## [Given task A]
Could you retype the Hawaii tax article from "Hawaii Sales Tax?" to "(GET) on businesses.", keeping every word and punctuation mark unchanged?

## [Page text]
###
Hawaii Sales Tax? GET Real! It Doesn't Exist
- October 28, 2015 | Katherine Gustafson
If you were to ask most Hawaiians whether they pay sales tax at the register, they'd probably say yes. Why else would the cost of their items suddenly jump when they get to the cashier?
Well, they may well be paying, but what they're paying isn't Hawaii sales tax. Instead of levying sales tax on customers, Hawaii institutes a General Excise Tax (GET) on businesses.
G.E.T. vs. Sales Tax
Sound like just a different name for the same thing? Not quite. One critical difference: Since the tax is levied on businesses and not customers, Hawaiian businesses can choose how to handle it. They can opt not to collect GET from their customers -- instead paying it themselves out of pocket. In places with sales tax, collection from customers is always required.
Of course businesses in Hawaii usually prefer to pass on the cost of GET to their customers -- in a visible way, of course. This is why it looks and feels like sales tax to customers.
But a HI sales tax it certainly ain't. For one thing, there are few exemptions. While most states have an eye-poppingly long and detailed list of sales tax-exempt items and institutions, Hawaii keeps it simple. All transactions that businesses make, whether for goods or services, are subject to GET.
2 Different Rates
There are, however, two GET rates that take into account some differences usually covered by sales-tax exemptions. The GET rate for wholesaling goods, manufacturing, producing, providing wholesale services, and business activities of disabled people is 0.5 percent.
###
## [Given information]
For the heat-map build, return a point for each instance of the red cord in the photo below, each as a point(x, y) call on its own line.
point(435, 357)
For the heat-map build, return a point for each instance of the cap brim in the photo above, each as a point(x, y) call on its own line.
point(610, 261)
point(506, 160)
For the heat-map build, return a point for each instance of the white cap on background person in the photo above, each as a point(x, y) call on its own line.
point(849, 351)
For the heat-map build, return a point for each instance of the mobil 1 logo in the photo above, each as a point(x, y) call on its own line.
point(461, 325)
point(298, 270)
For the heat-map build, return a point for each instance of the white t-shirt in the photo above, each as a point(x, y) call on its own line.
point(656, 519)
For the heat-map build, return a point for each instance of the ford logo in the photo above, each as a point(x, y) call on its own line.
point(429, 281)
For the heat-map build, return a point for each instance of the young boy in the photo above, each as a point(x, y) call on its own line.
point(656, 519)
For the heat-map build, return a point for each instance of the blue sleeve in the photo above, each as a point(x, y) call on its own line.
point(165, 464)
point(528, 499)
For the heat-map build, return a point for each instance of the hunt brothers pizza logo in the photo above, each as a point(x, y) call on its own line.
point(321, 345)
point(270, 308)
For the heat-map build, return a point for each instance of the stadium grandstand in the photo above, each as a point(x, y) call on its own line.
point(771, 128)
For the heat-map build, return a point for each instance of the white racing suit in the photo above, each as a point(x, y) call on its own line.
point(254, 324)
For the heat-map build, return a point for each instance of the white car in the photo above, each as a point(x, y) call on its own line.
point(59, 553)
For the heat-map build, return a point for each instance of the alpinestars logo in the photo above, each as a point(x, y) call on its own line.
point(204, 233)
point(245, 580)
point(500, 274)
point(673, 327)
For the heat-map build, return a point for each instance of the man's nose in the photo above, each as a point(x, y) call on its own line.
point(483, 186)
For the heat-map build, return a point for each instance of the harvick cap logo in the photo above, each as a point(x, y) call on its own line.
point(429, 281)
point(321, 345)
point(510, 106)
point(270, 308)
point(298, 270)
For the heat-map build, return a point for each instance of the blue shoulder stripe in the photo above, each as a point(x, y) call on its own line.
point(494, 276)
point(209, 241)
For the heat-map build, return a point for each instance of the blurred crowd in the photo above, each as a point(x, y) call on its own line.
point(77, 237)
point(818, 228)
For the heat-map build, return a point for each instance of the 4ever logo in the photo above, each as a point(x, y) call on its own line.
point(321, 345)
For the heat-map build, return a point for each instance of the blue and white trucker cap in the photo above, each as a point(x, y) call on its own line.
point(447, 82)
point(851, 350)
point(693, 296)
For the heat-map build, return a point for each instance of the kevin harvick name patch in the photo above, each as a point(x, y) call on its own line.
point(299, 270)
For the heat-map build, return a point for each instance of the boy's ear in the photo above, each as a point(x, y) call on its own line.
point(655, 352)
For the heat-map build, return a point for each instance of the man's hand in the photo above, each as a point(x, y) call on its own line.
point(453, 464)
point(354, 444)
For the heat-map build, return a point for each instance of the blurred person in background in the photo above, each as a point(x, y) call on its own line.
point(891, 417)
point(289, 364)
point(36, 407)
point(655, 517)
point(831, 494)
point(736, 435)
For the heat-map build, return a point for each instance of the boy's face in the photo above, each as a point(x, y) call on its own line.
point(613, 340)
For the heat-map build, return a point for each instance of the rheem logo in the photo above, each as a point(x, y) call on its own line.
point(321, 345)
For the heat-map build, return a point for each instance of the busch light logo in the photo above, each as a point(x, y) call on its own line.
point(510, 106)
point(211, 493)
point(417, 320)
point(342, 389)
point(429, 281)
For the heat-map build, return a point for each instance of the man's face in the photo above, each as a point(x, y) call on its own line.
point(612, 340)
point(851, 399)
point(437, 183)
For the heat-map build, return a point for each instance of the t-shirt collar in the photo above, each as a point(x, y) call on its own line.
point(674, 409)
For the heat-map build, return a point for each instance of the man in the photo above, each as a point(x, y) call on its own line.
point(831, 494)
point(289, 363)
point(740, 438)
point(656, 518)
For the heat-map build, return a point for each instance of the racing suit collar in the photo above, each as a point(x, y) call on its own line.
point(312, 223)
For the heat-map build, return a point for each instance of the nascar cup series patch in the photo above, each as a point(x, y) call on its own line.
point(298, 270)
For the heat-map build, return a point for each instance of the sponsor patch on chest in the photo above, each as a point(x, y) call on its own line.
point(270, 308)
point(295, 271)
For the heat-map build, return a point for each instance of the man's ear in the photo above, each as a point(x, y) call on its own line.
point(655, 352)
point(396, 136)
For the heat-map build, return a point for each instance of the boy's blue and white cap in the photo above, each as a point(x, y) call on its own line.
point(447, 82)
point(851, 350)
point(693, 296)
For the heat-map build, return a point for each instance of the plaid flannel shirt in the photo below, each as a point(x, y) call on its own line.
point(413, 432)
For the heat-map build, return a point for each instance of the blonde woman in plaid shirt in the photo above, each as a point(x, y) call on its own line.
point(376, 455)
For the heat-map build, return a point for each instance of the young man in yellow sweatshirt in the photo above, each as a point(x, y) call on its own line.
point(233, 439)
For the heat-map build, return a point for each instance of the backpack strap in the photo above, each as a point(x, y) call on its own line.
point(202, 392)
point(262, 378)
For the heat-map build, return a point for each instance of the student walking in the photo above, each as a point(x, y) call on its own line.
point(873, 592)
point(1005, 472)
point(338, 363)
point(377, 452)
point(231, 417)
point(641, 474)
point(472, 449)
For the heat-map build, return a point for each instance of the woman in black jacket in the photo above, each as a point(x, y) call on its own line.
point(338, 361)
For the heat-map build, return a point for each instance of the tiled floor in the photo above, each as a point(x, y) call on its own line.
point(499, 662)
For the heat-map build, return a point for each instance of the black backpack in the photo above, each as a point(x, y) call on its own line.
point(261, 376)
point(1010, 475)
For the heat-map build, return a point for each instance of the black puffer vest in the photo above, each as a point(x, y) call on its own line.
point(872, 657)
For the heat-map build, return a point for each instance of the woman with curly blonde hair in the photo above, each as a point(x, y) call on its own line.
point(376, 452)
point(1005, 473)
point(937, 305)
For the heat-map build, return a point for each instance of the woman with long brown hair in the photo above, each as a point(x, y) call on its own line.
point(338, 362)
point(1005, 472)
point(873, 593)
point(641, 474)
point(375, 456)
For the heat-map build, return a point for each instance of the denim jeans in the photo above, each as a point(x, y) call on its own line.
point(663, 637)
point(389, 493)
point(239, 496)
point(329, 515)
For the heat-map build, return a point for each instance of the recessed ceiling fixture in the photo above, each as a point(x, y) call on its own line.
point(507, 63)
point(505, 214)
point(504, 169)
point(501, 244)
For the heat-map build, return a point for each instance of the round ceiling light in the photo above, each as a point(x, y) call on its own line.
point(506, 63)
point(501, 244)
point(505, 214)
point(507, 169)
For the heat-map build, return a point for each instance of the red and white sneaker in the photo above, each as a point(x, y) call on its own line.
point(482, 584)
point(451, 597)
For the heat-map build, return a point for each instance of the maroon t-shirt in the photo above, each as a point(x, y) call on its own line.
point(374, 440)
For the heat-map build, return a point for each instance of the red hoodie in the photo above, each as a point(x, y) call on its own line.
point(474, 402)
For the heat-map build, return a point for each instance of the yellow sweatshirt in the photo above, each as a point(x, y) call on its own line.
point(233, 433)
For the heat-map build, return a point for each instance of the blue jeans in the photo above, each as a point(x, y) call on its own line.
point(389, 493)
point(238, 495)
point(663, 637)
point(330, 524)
###
## [Given task B]
Can you echo back, unchanged, the lines of the entries from the line with "the red and" to the line with "point(451, 597)", including both of those lines?

## [Correct response A]
Hawaii Sales Tax? GET Real! It Doesn't Exist
- October 28, 2015 | Katherine Gustafson
If you were to ask most Hawaiians whether they pay sales tax at the register, they'd probably say yes. Why else would the cost of their items suddenly jump when they get to the cashier?
Well, they may well be paying, but what they're paying isn't Hawaii sales tax. Instead of levying sales tax on customers, Hawaii institutes a General Excise Tax (GET) on businesses.

## [Correct response B]
For the heat-map build, return a point for each instance of the red and white sneaker in the photo above, each as a point(x, y) call on its own line.
point(482, 584)
point(451, 597)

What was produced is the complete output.